*Lesetext*
=======
Die Plenarsitzung befasste sich damit, wie wichtig es sei, die Handlungsfähigkeit und die Ambitionen junger Menschen in den Mittelpunkt der freiwilligen Entwicklungsarbeit zu stellen. Indem man junge Menschen dazu befähige, so der gemeinsame Tenor, sich für eine bessere Zukunft einzusetzen, kann man eine Kultur pflegen, die junge Menschen ermutigt, in die Zukunft zu blicken. Dabei wurde u.a. erörtert, welche Strategien angewandt werden können, um junge Menschen mit den notwendigen Kompetenzen und dem notwendigen Wissen auszustatten, damit sie sich aktiv an der Gestaltung der Zukunft beteiligen und in die Entscheidungsprozesse auf verschiedenen Ebenen, einschließlich der politischen Willensbildung, der Gemeindeentwicklung und der organisatorischen Planung, einbringen können.
In einem im Anschluss stattgefundenen Workshop zum Thema „Building sustainable funding models for youth volunteering in development“ wurden nachhaltige Finanzierungsmodelle vorgestellt, die die Kontinuität und Wirksamkeit der Freiwilligenarbeit junger Menschen gewährleisten können. Dabei wurde die Frage aufgeworfen, wie wir die Finanzierungsquellen diversifizieren können, indem wir verschiedene Stakeholder, darunter Regierungen, philanthropische Organisationen und Partner aus dem Privatsektor, zur Unterstützung von Freiwilligenprogrammen für junge Menschen verstärkt mit einbeziehen. Auch wurden Impulse zu Strategien, bewährten Verfahren und Erfolgsgeschichten diskutiert, die sich beim Aufbau nachhaltiger Finanzierungsmodelle bewährt haben und wie diese Ansätze möglicherweise adaptiert und skaliert werden können, um den sich entwickelnden Bedürfnissen des Sektors gerecht zu werden.
=======
*Aufgeführte Einträge*
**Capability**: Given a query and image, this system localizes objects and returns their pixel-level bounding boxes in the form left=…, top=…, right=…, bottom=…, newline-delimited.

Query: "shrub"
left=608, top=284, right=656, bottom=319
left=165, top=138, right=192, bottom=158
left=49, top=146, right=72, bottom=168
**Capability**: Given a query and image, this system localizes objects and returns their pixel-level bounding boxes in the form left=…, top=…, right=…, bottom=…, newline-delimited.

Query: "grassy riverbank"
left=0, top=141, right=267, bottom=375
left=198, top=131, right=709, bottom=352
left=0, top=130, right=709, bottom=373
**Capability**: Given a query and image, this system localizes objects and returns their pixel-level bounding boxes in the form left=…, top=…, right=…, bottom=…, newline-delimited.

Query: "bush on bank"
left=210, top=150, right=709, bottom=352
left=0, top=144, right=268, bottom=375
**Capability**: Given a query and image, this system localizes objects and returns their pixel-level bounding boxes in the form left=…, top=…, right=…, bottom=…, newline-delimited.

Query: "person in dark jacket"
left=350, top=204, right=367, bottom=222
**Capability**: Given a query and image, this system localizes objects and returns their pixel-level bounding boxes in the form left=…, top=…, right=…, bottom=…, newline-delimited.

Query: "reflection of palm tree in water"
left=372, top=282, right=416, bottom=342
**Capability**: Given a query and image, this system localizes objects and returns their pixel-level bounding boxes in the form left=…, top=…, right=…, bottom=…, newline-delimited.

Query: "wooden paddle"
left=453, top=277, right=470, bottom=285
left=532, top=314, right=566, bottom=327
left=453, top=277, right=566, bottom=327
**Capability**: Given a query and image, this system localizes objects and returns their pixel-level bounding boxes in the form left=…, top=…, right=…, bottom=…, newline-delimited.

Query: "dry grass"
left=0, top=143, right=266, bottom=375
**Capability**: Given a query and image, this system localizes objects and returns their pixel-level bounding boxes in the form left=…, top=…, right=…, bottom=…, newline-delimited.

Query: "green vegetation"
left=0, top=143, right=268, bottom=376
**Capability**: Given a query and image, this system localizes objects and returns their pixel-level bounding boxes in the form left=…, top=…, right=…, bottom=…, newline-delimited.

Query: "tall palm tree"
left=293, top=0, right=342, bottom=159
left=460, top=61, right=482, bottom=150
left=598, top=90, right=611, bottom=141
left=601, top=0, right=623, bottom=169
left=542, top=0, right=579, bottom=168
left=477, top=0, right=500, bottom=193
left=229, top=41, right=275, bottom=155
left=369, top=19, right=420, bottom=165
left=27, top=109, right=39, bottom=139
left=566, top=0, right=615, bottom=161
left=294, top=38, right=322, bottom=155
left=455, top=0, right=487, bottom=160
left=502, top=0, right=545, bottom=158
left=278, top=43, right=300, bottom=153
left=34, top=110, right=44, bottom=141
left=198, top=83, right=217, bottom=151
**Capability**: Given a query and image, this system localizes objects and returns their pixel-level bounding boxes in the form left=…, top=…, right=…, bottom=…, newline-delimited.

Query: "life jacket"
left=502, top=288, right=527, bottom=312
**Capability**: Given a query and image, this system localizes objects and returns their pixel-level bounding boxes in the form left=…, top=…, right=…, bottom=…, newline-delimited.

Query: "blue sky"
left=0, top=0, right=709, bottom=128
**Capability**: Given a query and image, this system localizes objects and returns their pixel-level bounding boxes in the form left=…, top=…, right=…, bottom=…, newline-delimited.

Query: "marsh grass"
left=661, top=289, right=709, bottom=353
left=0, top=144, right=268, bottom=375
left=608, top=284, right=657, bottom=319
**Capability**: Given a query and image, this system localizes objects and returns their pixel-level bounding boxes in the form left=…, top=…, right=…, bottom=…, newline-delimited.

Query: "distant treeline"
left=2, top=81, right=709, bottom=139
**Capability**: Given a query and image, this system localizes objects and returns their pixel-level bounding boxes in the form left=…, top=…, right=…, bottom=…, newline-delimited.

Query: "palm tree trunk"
=======
*Aufgabe*
Geben Sie einen Abschnitt aus dem Lesetext wortgetreu aus. Beginnen Sie bei den Worten „Die Plenarsitzung befasste“ und hören Sie nach „Planung, einbringen können.“ auf.

*Ergebnis*
Die Plenarsitzung befasste sich damit, wie wichtig es sei, die Handlungsfähigkeit und die Ambitionen junger Menschen in den Mittelpunkt der freiwilligen Entwicklungsarbeit zu stellen. Indem man junge Menschen dazu befähige, so der gemeinsame Tenor, sich für eine bessere Zukunft einzusetzen, kann man eine Kultur pflegen, die junge Menschen ermutigt, in die Zukunft zu blicken. Dabei wurde u.a. erörtert, welche Strategien angewandt werden können, um junge Menschen mit den notwendigen Kompetenzen und dem notwendigen Wissen auszustatten, damit sie sich aktiv an der Gestaltung der Zukunft beteiligen und in die Entscheidungsprozesse auf verschiedenen Ebenen, einschließlich der politischen Willensbildung, der Gemeindeentwicklung und der organisatorischen Planung, einbringen können.